Starting at the top of the data and stopping after the line that contains "an instance may be in several separate parts", write those lines out again with "separate" changed to "distinct" and nothing else altered.

-- START Information shown --

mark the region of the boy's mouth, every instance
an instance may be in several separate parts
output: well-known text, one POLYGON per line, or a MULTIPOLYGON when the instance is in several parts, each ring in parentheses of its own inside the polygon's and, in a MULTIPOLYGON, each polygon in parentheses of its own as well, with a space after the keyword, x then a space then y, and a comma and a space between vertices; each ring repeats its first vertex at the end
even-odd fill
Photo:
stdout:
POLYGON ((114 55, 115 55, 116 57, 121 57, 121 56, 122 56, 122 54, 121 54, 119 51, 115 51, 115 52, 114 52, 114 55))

-- END Information shown --

[Completed task]
mark the region of the boy's mouth, every instance
an instance may be in several distinct parts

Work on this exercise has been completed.